# Provided records:

[Start of Attachment]

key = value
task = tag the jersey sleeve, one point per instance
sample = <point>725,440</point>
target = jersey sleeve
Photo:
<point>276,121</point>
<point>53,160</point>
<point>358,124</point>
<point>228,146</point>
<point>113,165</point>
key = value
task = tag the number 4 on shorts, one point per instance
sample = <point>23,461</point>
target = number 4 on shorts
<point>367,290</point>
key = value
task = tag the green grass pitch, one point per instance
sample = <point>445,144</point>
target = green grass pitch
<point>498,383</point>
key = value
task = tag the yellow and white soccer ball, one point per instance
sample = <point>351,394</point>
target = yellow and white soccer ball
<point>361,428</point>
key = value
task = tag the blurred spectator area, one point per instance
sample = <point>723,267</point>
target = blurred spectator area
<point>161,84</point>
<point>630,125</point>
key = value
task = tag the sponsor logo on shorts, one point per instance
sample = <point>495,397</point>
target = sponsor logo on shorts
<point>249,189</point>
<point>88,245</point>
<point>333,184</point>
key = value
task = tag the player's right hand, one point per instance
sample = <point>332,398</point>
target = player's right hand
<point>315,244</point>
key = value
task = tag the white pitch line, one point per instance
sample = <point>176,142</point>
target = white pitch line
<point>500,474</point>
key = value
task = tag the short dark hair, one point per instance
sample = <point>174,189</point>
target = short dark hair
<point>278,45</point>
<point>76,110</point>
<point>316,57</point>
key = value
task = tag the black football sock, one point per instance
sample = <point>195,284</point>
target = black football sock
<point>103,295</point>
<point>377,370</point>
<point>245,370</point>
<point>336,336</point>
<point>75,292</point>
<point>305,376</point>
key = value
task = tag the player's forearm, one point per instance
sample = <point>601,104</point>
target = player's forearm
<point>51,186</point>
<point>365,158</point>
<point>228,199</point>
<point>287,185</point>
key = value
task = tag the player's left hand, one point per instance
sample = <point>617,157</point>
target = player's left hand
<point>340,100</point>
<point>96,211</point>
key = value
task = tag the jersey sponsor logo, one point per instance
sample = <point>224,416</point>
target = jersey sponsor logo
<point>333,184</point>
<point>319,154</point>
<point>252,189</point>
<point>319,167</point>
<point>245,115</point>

[End of Attachment]

# Problem:
Your task is to output the material above exactly.

# Answer to the exercise:
key = value
task = tag the jersey sleeve, one point per instance
sample = <point>725,440</point>
target = jersey sleeve
Photo:
<point>276,121</point>
<point>53,160</point>
<point>358,124</point>
<point>228,146</point>
<point>113,165</point>
key = value
task = tag the number 4 on shorts, one point per instance
sample = <point>23,461</point>
target = number 4 on shorts
<point>367,290</point>
key = value
task = tag the green grass pitch, one point per instance
sample = <point>445,144</point>
target = green grass pitch
<point>498,383</point>
key = value
task = tag the yellow and white soccer ball, one point per instance
sample = <point>351,394</point>
target = yellow and white soccer ball
<point>361,428</point>
key = value
task = tag the blurred spectator area, one point per instance
sample = <point>723,267</point>
target = blurred spectator area
<point>161,84</point>
<point>630,125</point>
key = value
task = tag the sponsor logo on shorts, one point per instance
sample = <point>495,397</point>
target = sponsor logo on shorts
<point>249,189</point>
<point>88,245</point>
<point>333,184</point>
key = value
task = tag the player's right hand, one point per instance
sample = <point>332,398</point>
target = player's right hand
<point>315,244</point>
key = value
task = tag the white pitch line, one point per instance
sample = <point>176,142</point>
target = white pitch line
<point>500,474</point>
key = value
task = tag the short dark hair, one point per instance
sample = <point>174,189</point>
target = short dark hair
<point>278,45</point>
<point>76,110</point>
<point>316,57</point>
key = value
task = tag the black football sock, one point per instance
sample = <point>195,284</point>
target = black football sock
<point>103,295</point>
<point>377,370</point>
<point>245,370</point>
<point>336,336</point>
<point>75,292</point>
<point>305,376</point>
key = value
task = tag the player's forearm, one point per instance
sample = <point>601,104</point>
target = player's forearm
<point>51,186</point>
<point>365,158</point>
<point>228,199</point>
<point>287,185</point>
key = value
task = tag the player's left hand, one point per instance
sample = <point>617,157</point>
target = player's left hand
<point>340,100</point>
<point>96,211</point>
key = value
task = tag the jersey sponsor logo, one point per instance
sample = <point>224,416</point>
target = jersey sponsor logo
<point>333,184</point>
<point>319,154</point>
<point>252,189</point>
<point>319,167</point>
<point>245,115</point>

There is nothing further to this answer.